▸ **EXERCISE A**
Copy out the entire article on 401(k) checkups below without changing anything.

::::::::::

Thursday, June 25, 1998
Have you done your 401(k) checkup yet?
By VIVIAN MARINO / AP Business Writer
NEW YORK (AP) -- Gone are the days of gold watches and fat
pensions. More employers are shifting responsibility for retirement
to employees, and they're using 401(k) plans to fill the gap.
OK, some still hand out flashy time pieces and offer a fixed
income at retirement, a k a the defined-benefit plan. But that's
phasing out.
The 401(k) plan -- a defined-contribution plan where workers
place a percentage of gross income in a tax-deferred account and
employers often match the contribution -- is the fastest growing
employee benefit. More than 24 million workers participate in
them; plan assets top $2 trillion.
With so much at stake, you'd expect most people to have a good
handle on their accounts, right? Not quite.
Financial advisers say the investment choices many plan participants
make are often inadequate to meet retirement needs. Worse yet,
as many as 20 percent of those eligible to participate don't,
surveys show.
Advisers recommend an annual 401(k) checkup, preferably at
the start of the year, to ensure you're on the right path toward
a comfortable retirement nest egg. If you haven't done one yet,
try it now at the year's halfway point. If you're starting a new
job, all the better to work from a clean slate.
A few things to do:
-- Join up (if you haven't already). Most employers offer some
type of defined-contribution plan. A good plan "is a great
way to attract and retain good employees," says Peter J.
Smail, president of Fidelity Institutional Retirement Services
Co. But he adds, "the single biggest obstacle is getting
people to take that first step and join. They may say they don't
think they can afford it, but they can't afford not to."
Enrollment eligibility is typically after a year of employment.

::::::::::

▸ **EXERCISE B**
Format the records from the line containing "In the photo above, each instance of the blue" through the end of the records, both included, as a Markdown table with columns headed Row and Line. Skip any blank lines.

Stored records
::::::::::

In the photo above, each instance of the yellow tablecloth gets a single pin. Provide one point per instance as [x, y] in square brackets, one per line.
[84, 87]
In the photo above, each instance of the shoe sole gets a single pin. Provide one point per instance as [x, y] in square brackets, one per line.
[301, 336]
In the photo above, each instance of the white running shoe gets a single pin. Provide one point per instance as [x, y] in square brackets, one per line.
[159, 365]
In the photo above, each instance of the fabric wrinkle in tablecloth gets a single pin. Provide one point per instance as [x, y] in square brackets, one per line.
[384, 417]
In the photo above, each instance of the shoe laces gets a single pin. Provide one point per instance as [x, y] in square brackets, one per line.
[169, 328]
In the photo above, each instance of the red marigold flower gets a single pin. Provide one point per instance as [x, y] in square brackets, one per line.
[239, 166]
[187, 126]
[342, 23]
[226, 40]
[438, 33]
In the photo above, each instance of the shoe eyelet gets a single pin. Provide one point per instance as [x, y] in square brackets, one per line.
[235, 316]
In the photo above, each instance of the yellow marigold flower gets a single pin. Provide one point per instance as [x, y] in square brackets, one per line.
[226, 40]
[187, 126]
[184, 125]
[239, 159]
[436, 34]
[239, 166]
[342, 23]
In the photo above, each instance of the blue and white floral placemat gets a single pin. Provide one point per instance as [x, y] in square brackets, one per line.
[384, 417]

::::::::::

▸ **FULL OUTPUT A**
Thursday, June 25, 1998
Have you done your 401(k) checkup yet?
By VIVIAN MARINO / AP Business Writer
NEW YORK (AP) -- Gone are the days of gold watches and fat
pensions. More employers are shifting responsibility for retirement
to employees, and they're using 401(k) plans to fill the gap.
OK, some still hand out flashy time pieces and offer a fixed
income at retirement, a k a the defined-benefit plan. But that's
phasing out.
The 401(k) plan -- a defined-contribution plan where workers
place a percentage of gross income in a tax-deferred account and
employers often match the contribution -- is the fastest growing
employee benefit. More than 24 million workers participate in
them; plan assets top $2 trillion.
With so much at stake, you'd expect most people to have a good
handle on their accounts, right? Not quite.
Financial advisers say the investment choices many plan participants
make are often inadequate to meet retirement needs. Worse yet,
as many as 20 percent of those eligible to participate don't,
surveys show.
Advisers recommend an annual 401(k) checkup, preferably at
the start of the year, to ensure you're on the right path toward
a comfortable retirement nest egg. If you haven't done one yet,
try it now at the year's halfway point. If you're starting a new
job, all the better to work from a clean slate.
A few things to do:
-- Join up (if you haven't already). Most employers offer some
type of defined-contribution plan. A good plan "is a great
way to attract and retain good employees," says Peter J.
Smail, president of Fidelity Institutional Retirement Services
Co. But he adds, "the single biggest obstacle is getting
people to take that first step and join. They may say they don't
think they can afford it, but they can't afford not to."
Enrollment eligibility is typically after a year of employment.

▸ **FULL OUTPUT B**
| Row | Line |
|---|---|
| 1 | In the photo above, each instance of the blue and white floral placemat gets a single pin. Provide one point per instance as [x, y] in square brackets, one per line. |
| 2 | [384, 417] |